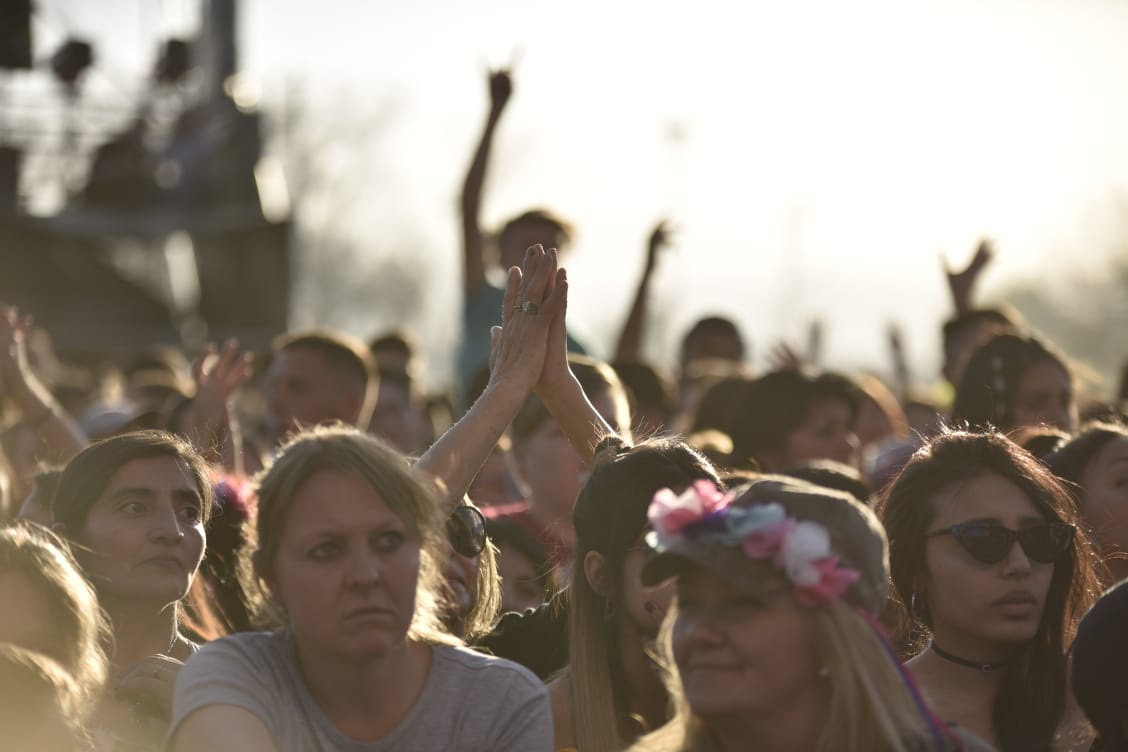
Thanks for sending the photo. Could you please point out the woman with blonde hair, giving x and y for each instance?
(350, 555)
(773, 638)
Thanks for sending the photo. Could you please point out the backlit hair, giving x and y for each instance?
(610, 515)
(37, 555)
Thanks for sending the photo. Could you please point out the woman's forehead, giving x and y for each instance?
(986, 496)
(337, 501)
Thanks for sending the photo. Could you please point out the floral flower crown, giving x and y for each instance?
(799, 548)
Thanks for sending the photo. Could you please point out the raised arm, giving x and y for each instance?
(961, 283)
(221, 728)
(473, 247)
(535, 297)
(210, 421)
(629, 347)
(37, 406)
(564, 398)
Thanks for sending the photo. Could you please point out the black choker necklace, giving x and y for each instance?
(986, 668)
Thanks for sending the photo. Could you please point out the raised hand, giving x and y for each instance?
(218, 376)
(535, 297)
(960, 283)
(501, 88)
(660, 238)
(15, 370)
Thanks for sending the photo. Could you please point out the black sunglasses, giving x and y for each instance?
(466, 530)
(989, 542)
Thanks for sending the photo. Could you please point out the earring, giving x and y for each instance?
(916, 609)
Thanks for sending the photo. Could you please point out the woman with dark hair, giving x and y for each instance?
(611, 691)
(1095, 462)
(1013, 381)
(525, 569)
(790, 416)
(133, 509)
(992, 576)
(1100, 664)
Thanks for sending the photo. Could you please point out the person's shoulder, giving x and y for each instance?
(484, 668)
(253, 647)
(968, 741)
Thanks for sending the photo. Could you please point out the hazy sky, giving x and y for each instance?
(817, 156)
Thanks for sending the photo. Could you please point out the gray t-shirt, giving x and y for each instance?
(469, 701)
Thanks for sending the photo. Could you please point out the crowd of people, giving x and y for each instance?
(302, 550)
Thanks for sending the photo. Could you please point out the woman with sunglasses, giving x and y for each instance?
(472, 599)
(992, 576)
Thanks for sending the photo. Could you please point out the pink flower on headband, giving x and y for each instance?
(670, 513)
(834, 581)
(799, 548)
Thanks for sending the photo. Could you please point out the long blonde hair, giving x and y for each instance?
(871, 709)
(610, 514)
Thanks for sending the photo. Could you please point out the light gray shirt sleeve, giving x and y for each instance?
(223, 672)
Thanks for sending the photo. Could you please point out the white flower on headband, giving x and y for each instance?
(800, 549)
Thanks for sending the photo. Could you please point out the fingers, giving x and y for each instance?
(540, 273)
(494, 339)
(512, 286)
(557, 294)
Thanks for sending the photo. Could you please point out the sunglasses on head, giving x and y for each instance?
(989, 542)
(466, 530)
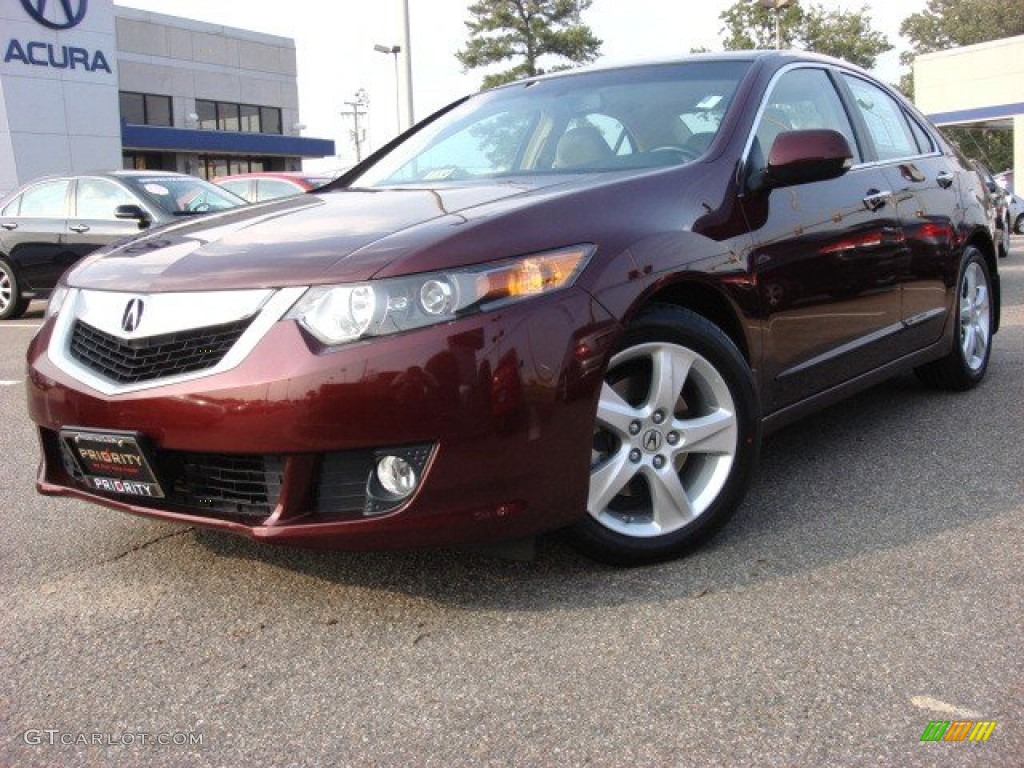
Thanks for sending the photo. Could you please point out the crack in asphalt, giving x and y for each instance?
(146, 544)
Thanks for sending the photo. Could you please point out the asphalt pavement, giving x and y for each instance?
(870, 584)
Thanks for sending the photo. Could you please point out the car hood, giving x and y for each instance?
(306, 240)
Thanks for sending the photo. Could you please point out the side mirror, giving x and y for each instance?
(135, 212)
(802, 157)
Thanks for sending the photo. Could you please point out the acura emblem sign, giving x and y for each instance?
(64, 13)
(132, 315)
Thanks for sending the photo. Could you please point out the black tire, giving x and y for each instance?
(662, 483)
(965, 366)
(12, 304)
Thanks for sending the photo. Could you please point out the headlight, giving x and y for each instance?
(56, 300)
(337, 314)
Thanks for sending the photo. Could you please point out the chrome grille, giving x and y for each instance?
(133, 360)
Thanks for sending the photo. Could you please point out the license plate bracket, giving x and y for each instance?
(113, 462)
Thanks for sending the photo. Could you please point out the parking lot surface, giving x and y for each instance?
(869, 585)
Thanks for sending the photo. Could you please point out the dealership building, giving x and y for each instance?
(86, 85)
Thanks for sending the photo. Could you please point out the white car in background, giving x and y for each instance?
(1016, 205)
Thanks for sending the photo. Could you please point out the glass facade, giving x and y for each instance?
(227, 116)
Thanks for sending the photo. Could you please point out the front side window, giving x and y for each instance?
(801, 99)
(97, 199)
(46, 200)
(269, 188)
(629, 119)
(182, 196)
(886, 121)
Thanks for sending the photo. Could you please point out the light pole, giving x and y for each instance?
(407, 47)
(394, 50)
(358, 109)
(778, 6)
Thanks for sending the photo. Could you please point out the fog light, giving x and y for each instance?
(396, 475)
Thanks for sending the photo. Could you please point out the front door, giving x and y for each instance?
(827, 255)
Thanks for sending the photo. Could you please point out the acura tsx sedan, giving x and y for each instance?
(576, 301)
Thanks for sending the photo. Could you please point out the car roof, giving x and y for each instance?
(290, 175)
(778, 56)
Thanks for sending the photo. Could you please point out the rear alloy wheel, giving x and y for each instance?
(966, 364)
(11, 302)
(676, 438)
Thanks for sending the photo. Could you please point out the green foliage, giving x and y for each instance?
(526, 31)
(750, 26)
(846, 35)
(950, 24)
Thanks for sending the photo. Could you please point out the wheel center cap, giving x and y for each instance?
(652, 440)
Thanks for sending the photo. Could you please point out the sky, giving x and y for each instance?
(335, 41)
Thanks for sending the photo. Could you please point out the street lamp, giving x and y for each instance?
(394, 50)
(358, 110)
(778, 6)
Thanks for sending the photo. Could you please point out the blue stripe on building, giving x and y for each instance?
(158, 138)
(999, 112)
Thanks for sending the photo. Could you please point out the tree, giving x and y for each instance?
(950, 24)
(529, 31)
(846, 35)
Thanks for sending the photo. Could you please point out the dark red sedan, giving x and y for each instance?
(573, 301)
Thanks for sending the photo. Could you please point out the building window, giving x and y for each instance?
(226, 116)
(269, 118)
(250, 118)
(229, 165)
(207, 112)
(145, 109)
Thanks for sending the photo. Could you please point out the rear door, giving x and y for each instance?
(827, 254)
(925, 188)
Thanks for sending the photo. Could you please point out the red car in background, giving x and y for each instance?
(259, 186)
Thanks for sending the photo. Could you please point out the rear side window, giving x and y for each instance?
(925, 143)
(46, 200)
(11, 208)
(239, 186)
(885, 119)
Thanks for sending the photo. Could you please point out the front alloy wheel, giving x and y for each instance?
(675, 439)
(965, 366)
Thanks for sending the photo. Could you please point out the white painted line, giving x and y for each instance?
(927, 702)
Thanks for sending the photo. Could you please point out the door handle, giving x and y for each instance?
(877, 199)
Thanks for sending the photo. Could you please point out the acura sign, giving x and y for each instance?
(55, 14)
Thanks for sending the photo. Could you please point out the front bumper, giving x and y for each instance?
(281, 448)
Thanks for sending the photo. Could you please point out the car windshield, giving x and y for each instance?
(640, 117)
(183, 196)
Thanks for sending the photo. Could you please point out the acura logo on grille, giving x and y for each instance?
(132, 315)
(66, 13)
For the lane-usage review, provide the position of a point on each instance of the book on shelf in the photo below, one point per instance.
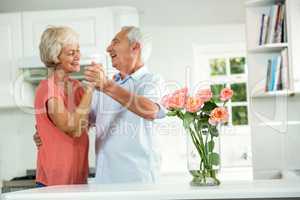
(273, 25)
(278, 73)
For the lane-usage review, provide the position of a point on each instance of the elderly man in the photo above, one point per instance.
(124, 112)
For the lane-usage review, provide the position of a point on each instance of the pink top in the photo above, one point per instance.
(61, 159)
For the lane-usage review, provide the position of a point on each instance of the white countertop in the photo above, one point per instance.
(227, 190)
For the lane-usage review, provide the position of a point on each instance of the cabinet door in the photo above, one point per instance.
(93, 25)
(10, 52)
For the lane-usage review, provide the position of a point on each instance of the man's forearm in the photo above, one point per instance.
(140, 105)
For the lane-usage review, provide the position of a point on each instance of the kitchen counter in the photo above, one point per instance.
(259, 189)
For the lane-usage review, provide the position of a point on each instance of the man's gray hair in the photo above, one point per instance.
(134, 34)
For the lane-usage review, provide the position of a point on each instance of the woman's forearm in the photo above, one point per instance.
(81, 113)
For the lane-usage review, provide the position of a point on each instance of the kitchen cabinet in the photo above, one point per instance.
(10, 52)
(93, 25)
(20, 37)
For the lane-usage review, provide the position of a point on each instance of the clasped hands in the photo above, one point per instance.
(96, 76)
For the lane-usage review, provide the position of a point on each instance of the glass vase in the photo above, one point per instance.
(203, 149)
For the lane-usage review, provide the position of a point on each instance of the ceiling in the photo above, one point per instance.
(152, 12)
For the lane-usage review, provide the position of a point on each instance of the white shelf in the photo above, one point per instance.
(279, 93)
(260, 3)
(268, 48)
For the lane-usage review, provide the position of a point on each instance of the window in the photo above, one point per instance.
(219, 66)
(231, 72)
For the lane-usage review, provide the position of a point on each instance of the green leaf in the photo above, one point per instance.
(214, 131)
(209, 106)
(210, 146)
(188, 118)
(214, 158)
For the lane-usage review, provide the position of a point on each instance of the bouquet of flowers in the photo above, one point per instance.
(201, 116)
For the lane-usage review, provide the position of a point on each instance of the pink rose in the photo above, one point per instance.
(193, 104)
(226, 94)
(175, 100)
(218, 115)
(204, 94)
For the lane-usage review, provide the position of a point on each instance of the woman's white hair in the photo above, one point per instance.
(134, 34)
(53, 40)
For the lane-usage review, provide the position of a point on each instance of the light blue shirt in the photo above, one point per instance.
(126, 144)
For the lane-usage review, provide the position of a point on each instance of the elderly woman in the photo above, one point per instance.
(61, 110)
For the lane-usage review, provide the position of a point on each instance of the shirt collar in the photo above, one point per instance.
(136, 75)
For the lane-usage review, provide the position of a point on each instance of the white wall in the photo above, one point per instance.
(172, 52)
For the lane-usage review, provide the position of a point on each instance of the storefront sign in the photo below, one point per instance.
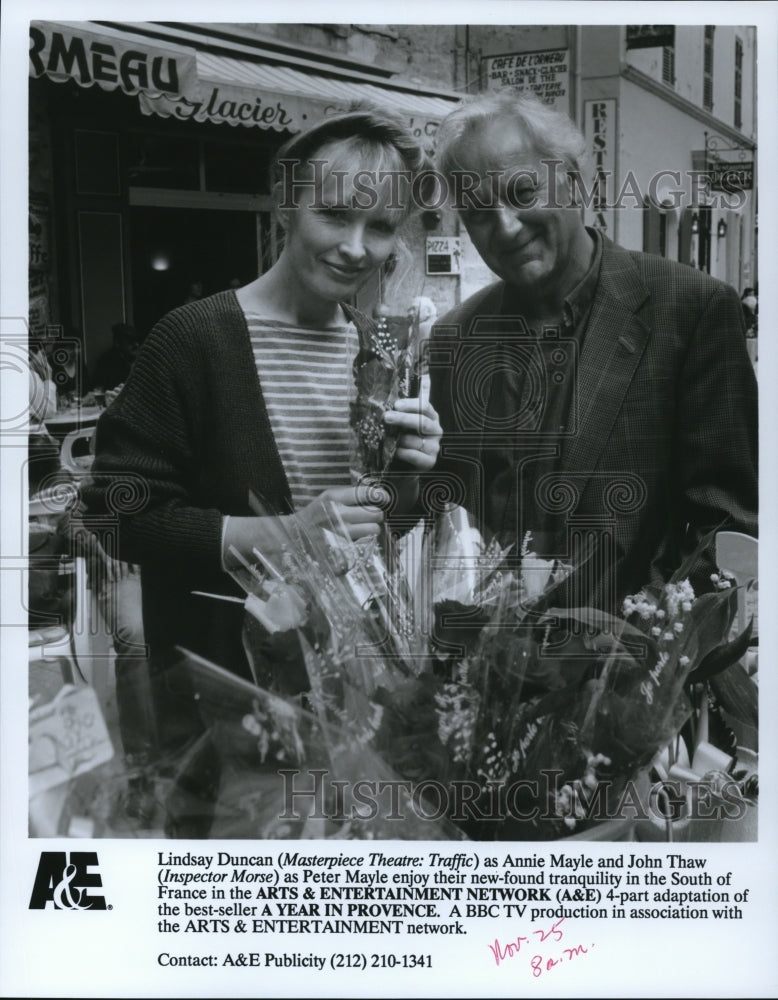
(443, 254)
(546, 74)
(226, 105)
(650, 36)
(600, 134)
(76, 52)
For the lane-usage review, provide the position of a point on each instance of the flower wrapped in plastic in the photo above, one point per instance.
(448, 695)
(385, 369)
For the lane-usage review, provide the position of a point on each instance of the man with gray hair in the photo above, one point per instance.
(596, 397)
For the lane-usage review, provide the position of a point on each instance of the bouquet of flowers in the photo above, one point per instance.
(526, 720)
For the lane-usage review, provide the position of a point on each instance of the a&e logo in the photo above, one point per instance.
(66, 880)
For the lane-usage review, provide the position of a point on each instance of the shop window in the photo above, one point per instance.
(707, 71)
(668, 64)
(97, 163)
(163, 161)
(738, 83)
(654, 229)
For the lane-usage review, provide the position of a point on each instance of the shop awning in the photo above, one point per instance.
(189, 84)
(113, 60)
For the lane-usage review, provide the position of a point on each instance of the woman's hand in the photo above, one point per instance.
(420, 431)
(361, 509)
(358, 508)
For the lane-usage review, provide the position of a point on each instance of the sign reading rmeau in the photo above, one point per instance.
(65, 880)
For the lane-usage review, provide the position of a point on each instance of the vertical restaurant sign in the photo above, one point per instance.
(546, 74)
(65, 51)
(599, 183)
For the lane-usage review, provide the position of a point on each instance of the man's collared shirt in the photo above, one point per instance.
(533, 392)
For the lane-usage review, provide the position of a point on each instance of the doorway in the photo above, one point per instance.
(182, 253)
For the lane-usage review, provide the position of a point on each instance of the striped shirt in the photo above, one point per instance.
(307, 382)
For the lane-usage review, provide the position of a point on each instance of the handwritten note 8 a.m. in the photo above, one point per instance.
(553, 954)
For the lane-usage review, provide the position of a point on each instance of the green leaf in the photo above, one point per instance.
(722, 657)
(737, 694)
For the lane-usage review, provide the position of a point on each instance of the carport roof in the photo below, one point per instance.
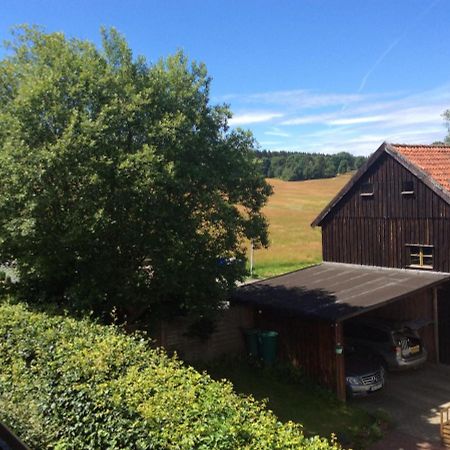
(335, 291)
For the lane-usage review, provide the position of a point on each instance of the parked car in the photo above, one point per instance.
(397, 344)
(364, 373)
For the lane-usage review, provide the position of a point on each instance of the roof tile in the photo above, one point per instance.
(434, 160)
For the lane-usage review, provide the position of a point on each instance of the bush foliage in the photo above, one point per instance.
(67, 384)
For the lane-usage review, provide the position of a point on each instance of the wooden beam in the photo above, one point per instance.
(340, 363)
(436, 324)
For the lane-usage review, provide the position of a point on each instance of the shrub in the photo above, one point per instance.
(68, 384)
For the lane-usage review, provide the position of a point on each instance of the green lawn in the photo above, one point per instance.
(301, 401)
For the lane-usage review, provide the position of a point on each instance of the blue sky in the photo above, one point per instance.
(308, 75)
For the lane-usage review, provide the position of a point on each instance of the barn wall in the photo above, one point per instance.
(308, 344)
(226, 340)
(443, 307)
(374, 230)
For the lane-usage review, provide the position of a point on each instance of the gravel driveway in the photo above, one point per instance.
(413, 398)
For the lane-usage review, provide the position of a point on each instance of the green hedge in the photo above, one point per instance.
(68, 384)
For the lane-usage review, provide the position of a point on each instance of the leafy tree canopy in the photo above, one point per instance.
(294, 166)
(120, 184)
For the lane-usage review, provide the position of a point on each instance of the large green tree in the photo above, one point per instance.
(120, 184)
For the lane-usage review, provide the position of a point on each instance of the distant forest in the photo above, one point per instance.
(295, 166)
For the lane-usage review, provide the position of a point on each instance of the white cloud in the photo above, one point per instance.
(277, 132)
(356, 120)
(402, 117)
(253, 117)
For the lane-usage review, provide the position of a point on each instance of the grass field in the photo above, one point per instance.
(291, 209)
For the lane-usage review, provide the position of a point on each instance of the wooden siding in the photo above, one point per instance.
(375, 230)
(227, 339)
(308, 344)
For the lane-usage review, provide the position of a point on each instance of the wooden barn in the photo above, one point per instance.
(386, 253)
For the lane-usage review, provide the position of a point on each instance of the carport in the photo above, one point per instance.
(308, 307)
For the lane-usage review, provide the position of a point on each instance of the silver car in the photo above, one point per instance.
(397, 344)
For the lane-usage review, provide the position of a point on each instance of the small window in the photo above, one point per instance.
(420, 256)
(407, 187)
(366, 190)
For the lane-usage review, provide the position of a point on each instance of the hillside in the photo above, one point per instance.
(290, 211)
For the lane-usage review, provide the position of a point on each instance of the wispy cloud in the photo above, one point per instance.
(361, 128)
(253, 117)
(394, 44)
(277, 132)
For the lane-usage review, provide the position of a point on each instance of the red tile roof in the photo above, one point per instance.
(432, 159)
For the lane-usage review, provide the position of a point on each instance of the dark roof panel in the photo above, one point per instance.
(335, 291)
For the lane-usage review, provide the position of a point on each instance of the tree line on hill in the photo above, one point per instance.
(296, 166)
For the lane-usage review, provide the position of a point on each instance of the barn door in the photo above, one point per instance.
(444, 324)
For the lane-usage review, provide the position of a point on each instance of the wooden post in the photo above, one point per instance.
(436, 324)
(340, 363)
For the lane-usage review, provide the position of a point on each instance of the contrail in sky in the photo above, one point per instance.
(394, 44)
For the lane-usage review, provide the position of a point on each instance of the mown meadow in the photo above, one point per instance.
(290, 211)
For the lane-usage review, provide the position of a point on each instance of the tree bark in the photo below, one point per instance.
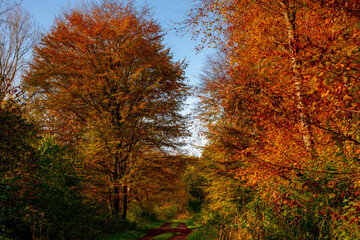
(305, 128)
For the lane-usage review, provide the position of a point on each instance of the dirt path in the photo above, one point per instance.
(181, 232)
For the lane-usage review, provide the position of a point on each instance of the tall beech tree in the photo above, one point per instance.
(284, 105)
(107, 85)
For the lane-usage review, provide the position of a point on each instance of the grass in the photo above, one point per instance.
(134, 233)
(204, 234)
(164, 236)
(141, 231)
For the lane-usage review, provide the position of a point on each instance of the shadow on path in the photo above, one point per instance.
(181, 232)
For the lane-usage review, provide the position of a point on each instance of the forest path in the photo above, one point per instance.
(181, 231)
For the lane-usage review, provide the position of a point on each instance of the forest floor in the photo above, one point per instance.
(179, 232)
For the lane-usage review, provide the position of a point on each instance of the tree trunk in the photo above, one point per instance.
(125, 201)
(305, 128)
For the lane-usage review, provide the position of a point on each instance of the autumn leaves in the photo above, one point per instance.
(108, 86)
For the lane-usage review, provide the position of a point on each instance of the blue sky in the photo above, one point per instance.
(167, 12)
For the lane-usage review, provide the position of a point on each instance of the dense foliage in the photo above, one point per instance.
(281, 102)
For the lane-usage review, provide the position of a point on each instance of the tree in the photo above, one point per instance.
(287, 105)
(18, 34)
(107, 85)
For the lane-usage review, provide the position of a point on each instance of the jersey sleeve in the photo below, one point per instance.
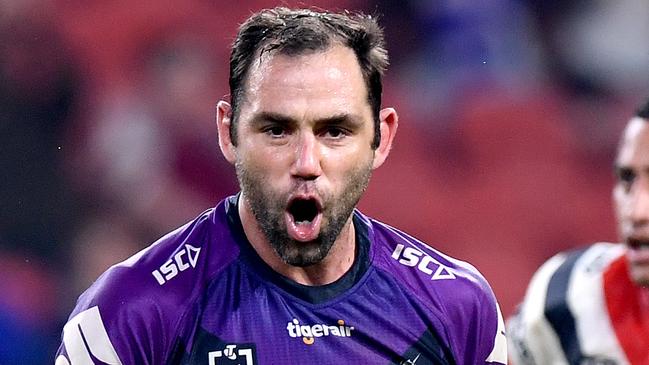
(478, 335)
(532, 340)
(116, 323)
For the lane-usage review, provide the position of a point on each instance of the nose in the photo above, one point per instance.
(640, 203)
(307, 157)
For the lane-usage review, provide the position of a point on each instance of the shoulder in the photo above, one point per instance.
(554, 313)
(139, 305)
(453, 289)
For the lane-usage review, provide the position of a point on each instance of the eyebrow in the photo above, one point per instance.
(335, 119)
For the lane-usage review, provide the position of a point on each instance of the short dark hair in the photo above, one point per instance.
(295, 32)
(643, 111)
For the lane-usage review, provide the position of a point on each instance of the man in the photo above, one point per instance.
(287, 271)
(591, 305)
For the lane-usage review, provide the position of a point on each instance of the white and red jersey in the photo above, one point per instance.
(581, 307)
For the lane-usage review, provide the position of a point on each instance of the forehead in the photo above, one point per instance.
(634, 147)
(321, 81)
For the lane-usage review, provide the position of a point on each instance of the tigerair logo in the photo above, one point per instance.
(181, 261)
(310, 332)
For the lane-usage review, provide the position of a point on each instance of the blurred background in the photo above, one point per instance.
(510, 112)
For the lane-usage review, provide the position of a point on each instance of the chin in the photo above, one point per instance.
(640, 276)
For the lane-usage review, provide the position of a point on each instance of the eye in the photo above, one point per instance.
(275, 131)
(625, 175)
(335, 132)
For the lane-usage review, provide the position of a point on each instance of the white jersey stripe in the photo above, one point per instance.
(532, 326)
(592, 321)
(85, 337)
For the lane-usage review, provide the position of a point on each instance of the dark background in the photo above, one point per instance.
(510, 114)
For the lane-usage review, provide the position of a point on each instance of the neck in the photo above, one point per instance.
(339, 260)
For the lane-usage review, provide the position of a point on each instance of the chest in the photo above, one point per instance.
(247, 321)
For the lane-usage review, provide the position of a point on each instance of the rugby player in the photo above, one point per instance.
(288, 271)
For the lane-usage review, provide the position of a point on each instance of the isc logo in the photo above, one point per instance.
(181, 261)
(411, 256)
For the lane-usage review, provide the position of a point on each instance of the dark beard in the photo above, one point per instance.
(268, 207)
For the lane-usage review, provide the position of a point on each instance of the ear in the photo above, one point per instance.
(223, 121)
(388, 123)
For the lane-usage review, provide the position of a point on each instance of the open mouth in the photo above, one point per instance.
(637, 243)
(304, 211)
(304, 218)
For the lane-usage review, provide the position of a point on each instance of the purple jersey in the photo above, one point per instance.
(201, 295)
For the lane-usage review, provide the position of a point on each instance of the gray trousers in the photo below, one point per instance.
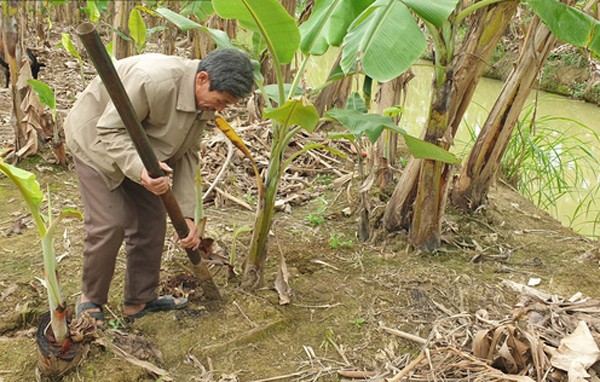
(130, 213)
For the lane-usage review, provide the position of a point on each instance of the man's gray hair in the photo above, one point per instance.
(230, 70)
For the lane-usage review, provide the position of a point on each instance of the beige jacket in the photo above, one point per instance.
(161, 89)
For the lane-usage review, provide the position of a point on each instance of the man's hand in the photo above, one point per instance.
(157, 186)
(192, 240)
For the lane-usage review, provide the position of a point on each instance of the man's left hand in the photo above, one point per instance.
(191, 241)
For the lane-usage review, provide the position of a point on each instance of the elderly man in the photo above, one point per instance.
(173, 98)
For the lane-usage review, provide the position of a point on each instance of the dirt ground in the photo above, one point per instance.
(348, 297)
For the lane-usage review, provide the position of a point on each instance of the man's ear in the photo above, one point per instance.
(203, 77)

** PROBLEM REQUIREMENTS **
The required output is every line from the one with "the man's ear" to the final line of the entries, repeated exactly and with nothing else.

** SOLUTION FOR THIS TASK **
For the lane-usage review, provide the position of a point on each instance of the man's ear in the photo above, one point per instance.
(203, 77)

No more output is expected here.